Extracted records
=== Section Start ===

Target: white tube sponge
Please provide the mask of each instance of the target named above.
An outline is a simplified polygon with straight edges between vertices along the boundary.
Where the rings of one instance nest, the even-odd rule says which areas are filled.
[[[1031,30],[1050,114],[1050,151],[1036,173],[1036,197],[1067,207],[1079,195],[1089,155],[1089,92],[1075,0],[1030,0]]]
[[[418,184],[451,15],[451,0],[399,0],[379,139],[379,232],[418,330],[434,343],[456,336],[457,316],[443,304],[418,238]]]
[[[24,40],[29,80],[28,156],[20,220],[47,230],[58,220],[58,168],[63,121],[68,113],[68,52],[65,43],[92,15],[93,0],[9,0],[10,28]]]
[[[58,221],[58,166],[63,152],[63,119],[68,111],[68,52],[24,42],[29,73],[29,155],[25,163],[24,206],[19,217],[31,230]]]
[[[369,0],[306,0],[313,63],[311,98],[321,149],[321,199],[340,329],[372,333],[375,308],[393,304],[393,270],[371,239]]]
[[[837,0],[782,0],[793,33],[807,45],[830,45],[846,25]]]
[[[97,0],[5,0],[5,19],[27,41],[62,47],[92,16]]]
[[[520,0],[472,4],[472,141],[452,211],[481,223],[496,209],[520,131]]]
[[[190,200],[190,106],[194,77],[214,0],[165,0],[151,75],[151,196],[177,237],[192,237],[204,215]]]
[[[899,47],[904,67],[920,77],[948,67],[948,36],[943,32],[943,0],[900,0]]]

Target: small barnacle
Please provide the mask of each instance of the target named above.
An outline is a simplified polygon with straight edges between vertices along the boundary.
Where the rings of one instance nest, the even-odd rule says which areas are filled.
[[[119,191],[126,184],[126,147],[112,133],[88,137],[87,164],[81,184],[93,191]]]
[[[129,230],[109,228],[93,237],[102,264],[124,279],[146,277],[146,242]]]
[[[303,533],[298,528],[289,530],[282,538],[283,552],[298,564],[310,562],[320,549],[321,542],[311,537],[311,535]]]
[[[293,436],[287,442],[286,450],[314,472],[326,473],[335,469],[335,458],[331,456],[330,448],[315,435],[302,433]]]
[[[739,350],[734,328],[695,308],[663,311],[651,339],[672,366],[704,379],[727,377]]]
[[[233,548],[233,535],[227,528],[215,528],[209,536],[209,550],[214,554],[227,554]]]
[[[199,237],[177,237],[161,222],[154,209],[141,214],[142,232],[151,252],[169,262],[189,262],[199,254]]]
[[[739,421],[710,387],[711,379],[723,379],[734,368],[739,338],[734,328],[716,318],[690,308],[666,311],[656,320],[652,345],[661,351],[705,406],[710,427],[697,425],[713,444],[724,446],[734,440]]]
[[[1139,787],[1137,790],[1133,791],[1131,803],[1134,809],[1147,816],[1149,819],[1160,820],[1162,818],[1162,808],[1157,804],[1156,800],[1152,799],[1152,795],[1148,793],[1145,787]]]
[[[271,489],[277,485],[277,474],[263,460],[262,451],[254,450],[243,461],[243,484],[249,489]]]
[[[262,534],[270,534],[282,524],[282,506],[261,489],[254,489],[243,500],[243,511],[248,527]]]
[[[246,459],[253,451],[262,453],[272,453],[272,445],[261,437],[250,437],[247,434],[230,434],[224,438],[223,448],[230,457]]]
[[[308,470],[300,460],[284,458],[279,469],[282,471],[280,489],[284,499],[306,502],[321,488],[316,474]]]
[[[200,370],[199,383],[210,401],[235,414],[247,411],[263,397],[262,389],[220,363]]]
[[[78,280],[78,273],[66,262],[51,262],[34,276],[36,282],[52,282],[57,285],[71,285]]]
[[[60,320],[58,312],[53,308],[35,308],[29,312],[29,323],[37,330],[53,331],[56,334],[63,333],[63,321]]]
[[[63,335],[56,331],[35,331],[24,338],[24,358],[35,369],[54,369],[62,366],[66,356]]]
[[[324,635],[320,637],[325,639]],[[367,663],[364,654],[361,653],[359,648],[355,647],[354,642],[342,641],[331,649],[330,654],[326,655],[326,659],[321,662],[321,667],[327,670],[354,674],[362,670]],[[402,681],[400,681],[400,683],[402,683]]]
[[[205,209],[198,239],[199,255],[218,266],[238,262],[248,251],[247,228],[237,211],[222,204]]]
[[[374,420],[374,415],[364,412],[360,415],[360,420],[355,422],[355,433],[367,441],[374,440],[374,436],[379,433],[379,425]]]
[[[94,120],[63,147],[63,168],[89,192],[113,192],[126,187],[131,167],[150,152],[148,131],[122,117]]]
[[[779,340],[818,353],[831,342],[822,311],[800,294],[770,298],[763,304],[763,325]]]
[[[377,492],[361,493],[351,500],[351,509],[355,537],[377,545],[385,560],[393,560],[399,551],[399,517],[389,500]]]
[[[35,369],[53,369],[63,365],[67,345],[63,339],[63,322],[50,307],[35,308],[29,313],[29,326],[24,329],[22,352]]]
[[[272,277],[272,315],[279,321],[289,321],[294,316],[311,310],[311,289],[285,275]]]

=== Section End ===

From beginning to end, the data must be duplicated exactly.

Solution for this exercise
Target: white tube sponge
Please provide the mask of each instance of the target named above.
An outline is a simplified polygon with straight edges between vertices along the boundary.
Where the rings of one instance nest, the even-odd rule says which areas are filled.
[[[1031,30],[1050,114],[1050,151],[1036,173],[1036,197],[1067,207],[1079,195],[1089,155],[1089,92],[1075,0],[1030,0]]]
[[[418,184],[451,15],[451,0],[399,0],[379,139],[379,232],[418,330],[434,343],[456,336],[457,316],[443,304],[418,238]]]
[[[24,40],[29,80],[28,156],[20,220],[47,230],[58,220],[58,168],[63,121],[68,113],[68,52],[65,43],[92,15],[93,0],[9,0],[10,28]]]
[[[58,221],[58,166],[63,152],[63,119],[68,111],[68,52],[24,42],[29,73],[29,155],[25,163],[24,206],[19,217],[31,230]]]
[[[369,0],[306,0],[313,63],[311,98],[321,149],[321,199],[340,329],[372,333],[375,308],[393,304],[393,270],[371,239]]]
[[[837,0],[782,0],[793,33],[807,45],[830,45],[846,25]]]
[[[97,0],[5,0],[5,19],[27,41],[62,47],[92,16]]]
[[[520,0],[472,4],[472,141],[452,211],[481,223],[496,209],[520,131]]]
[[[190,200],[190,106],[194,77],[214,0],[165,0],[151,75],[151,196],[177,237],[192,237],[204,215]]]
[[[899,47],[904,67],[920,77],[948,67],[948,36],[943,32],[943,0],[900,0]]]

Target: small barnacle
Please provide the mask of each instance of the target named above.
An outline is a simplified polygon with straight edges between vertices along the boundary.
Where the rings of one instance nest, the even-odd rule says which areas are filled.
[[[119,191],[126,184],[126,147],[112,133],[88,137],[87,164],[81,184],[93,191]]]
[[[129,230],[109,228],[93,237],[102,264],[124,279],[146,277],[146,242]]]
[[[303,533],[298,528],[289,530],[282,538],[283,552],[298,564],[310,562],[320,549],[321,542],[311,537],[311,535]]]
[[[293,436],[287,442],[286,450],[314,472],[326,473],[335,469],[335,458],[331,456],[330,448],[315,435],[302,433]]]
[[[739,350],[734,328],[695,308],[663,311],[651,339],[672,366],[704,379],[727,377]]]
[[[233,548],[233,535],[227,528],[215,528],[209,536],[209,550],[214,554],[227,554]]]
[[[199,237],[177,237],[161,222],[154,209],[141,214],[142,232],[151,252],[169,262],[189,262],[199,254]]]
[[[739,421],[710,387],[711,379],[723,379],[734,368],[739,338],[734,328],[716,318],[690,308],[666,311],[656,320],[652,345],[661,351],[705,406],[710,427],[697,425],[713,444],[724,446],[734,440]]]
[[[1139,787],[1137,790],[1133,791],[1131,803],[1134,809],[1147,816],[1149,819],[1160,820],[1162,818],[1162,808],[1157,804],[1156,800],[1152,799],[1152,795],[1148,793],[1145,787]]]
[[[271,489],[277,485],[277,474],[263,460],[262,451],[254,450],[243,461],[243,484],[249,489]]]
[[[262,534],[270,534],[282,524],[282,506],[261,489],[254,489],[243,500],[243,511],[248,527]]]
[[[246,459],[253,451],[262,453],[272,453],[272,445],[261,437],[250,437],[247,434],[230,434],[224,438],[223,448],[230,457]]]
[[[308,470],[300,460],[284,458],[279,469],[282,471],[280,489],[284,499],[306,502],[321,488],[316,474]]]
[[[200,370],[199,383],[210,401],[235,414],[247,411],[263,397],[262,389],[220,363]]]
[[[78,280],[78,273],[66,262],[51,262],[34,276],[36,282],[52,282],[57,285],[71,285]]]
[[[60,320],[58,312],[53,308],[35,308],[29,312],[29,323],[37,330],[53,331],[56,334],[63,333],[63,321]]]
[[[63,335],[56,331],[35,331],[24,338],[24,358],[35,369],[54,369],[62,366],[66,356]]]
[[[324,635],[320,637],[325,639]],[[367,663],[364,654],[361,653],[359,648],[355,647],[354,642],[342,641],[331,649],[330,654],[326,655],[326,659],[321,662],[321,667],[327,670],[354,674],[362,670]],[[402,681],[400,681],[400,683],[402,683]]]
[[[205,209],[198,239],[199,255],[218,266],[238,262],[248,251],[247,228],[237,211],[222,204]]]
[[[374,420],[374,415],[364,412],[360,415],[360,420],[355,422],[355,433],[367,441],[374,440],[374,436],[379,433],[379,425]]]
[[[94,120],[63,147],[63,168],[89,192],[113,192],[126,187],[131,167],[150,152],[148,131],[122,117]]]
[[[779,340],[818,353],[831,342],[822,311],[800,294],[770,298],[763,304],[763,325]]]
[[[377,492],[361,493],[351,500],[351,509],[355,537],[377,545],[385,560],[393,560],[399,551],[399,517],[389,500]]]
[[[35,369],[53,369],[63,365],[67,345],[63,339],[63,322],[50,307],[35,308],[29,313],[29,326],[24,329],[22,352]]]
[[[272,277],[272,315],[279,321],[289,321],[294,316],[311,310],[311,289],[285,275]]]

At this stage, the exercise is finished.